Provided material:
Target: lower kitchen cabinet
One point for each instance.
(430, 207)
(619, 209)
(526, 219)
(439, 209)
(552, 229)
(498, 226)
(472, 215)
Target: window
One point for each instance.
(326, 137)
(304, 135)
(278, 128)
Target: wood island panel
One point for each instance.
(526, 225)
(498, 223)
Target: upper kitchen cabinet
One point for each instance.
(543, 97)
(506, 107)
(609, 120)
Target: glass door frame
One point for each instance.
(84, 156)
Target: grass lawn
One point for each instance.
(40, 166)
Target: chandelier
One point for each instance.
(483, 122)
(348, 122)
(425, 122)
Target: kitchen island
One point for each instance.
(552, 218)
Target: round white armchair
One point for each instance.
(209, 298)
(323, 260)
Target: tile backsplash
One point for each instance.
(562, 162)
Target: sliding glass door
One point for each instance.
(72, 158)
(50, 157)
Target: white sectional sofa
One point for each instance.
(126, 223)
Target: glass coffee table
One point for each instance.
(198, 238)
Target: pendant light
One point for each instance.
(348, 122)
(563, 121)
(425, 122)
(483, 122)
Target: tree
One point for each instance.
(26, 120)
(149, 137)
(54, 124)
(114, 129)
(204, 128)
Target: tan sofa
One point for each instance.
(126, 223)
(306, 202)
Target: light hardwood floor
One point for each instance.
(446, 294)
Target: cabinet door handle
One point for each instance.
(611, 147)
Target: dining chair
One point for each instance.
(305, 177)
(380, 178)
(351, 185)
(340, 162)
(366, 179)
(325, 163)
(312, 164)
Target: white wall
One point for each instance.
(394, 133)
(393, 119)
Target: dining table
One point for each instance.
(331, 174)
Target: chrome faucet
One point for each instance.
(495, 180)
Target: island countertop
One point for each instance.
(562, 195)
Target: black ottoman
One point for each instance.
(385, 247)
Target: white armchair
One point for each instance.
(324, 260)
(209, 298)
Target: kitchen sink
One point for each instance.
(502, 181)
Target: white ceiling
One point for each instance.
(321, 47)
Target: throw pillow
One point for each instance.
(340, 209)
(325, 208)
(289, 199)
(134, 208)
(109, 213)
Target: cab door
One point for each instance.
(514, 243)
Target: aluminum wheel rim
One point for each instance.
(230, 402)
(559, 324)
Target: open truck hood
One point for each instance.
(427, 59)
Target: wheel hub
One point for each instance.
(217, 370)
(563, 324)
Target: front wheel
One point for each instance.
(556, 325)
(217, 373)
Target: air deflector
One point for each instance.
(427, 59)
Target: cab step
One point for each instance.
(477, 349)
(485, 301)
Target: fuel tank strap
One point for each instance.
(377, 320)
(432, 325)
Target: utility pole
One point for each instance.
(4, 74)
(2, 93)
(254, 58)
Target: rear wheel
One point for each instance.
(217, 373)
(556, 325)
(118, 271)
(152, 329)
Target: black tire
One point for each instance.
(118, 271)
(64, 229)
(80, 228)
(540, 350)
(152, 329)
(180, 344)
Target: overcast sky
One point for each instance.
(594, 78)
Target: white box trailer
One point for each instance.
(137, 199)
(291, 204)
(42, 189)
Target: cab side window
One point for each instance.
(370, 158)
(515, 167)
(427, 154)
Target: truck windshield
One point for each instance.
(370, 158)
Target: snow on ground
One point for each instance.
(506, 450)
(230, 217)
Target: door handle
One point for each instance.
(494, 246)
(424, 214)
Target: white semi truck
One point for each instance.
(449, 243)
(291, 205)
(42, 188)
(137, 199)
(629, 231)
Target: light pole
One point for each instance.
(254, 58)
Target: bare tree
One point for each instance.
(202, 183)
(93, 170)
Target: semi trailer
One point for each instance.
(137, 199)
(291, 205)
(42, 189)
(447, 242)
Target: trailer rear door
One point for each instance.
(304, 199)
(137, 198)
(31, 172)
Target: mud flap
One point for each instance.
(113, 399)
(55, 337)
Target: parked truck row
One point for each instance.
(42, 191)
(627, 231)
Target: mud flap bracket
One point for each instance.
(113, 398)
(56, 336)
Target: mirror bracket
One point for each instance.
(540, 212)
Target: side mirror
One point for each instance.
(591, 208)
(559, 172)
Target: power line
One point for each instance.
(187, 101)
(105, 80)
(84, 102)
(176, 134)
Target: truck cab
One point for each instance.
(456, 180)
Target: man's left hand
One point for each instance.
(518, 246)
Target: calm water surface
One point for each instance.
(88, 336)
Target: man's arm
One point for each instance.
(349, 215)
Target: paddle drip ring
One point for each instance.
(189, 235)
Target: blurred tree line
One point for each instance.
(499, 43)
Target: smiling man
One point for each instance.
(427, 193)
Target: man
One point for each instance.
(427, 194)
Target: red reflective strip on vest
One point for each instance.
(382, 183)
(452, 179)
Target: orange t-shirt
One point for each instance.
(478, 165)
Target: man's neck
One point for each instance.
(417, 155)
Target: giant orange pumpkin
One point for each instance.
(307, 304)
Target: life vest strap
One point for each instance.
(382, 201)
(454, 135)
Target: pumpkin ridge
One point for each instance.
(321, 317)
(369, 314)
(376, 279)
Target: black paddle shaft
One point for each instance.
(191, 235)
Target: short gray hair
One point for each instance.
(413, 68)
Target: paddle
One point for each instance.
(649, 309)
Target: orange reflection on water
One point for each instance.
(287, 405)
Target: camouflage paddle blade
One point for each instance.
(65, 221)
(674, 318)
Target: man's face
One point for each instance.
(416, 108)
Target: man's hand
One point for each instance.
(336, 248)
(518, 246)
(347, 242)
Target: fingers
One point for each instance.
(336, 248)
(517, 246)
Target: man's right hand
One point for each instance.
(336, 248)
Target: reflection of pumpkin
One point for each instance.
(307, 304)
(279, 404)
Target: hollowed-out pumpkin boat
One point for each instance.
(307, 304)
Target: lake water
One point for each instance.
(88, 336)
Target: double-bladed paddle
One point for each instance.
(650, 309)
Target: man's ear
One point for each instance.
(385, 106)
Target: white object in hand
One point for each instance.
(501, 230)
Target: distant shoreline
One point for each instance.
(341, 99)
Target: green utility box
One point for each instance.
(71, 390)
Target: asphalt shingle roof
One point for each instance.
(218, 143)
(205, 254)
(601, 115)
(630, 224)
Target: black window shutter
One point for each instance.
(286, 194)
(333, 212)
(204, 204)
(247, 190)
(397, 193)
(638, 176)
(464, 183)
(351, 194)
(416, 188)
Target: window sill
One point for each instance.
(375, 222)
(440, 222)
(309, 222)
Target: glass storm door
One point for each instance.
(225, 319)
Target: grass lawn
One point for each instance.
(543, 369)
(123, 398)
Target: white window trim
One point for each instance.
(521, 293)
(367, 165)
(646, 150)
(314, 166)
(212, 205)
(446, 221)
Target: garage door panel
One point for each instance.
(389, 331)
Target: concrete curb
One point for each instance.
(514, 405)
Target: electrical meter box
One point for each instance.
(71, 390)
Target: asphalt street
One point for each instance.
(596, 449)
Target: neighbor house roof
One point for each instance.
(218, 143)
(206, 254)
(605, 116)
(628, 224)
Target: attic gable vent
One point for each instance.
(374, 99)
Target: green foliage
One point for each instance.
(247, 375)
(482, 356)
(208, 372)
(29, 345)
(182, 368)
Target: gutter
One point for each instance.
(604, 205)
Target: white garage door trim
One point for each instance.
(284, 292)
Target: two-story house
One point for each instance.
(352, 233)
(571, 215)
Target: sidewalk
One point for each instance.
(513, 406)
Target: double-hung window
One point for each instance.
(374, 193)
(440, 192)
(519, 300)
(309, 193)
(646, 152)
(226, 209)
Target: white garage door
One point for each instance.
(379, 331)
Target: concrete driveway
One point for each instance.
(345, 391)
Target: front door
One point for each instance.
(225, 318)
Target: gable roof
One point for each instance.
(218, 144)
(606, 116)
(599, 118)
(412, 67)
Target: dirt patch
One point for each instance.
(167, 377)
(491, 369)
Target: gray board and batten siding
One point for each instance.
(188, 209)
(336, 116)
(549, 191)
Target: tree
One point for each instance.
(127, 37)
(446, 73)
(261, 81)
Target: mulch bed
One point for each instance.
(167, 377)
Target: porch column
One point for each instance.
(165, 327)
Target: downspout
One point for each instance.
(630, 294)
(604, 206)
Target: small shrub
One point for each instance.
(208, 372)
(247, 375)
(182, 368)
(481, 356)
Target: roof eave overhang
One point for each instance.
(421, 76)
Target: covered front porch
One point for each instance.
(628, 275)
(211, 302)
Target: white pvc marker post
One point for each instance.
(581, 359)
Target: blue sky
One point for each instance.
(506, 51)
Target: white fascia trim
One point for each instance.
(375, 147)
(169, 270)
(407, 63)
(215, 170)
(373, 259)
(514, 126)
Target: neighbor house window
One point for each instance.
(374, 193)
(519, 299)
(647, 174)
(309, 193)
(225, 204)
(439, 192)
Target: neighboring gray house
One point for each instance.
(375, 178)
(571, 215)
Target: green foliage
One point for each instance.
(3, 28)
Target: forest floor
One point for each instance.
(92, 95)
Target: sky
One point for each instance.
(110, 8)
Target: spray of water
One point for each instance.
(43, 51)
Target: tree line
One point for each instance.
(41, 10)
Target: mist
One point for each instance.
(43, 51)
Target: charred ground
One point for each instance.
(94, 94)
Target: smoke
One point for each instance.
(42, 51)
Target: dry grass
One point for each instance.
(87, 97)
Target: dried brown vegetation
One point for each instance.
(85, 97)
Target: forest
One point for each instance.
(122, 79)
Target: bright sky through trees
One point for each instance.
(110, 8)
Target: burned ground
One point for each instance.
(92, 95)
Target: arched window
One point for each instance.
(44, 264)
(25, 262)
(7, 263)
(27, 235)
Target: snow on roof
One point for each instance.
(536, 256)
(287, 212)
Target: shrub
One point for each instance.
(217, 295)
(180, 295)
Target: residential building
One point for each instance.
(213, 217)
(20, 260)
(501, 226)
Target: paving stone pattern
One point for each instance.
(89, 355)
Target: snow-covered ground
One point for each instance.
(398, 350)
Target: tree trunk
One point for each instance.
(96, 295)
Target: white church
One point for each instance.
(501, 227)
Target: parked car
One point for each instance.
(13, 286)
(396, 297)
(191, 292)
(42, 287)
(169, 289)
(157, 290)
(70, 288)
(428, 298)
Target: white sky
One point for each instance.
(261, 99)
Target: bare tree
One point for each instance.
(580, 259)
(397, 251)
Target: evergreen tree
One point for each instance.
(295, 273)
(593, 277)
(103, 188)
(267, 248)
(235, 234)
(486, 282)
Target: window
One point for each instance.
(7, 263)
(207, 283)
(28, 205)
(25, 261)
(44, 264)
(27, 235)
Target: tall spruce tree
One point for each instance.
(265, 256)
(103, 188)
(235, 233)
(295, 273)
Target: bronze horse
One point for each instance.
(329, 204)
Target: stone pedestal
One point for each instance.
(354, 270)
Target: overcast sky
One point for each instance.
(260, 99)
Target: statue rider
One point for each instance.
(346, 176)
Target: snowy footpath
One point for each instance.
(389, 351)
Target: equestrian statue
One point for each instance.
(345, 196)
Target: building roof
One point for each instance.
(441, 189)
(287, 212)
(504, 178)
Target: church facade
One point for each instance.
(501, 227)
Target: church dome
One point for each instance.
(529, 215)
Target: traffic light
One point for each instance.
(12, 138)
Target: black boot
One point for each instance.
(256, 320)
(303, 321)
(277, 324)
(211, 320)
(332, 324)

Objective: What needs duplicating is the run of lines from the one containing "Target: tall spruce tree" through the last line of the entries above, exact and complete.

Output for this task:
Target: tall spruce tree
One point for each instance.
(265, 256)
(103, 188)
(235, 233)
(295, 273)
Target: bronze horse
One point for each instance.
(329, 204)
Target: stone pedestal
One point for each instance.
(354, 270)
Target: overcast sky
One point for each instance.
(260, 99)
Target: statue rider
One point for each instance.
(346, 176)
Target: snowy footpath
One point for each instance.
(389, 351)
Target: equestrian statue
One point for each instance.
(345, 196)
Target: building roof
One point for each instance.
(441, 189)
(287, 212)
(504, 178)
Target: church facade
One point for each instance.
(501, 227)
Target: church dome
One point for each instance.
(529, 215)
Target: traffic light
One point for each instance.
(12, 138)
Target: black boot
One point for each instance.
(256, 320)
(303, 321)
(277, 324)
(211, 320)
(332, 324)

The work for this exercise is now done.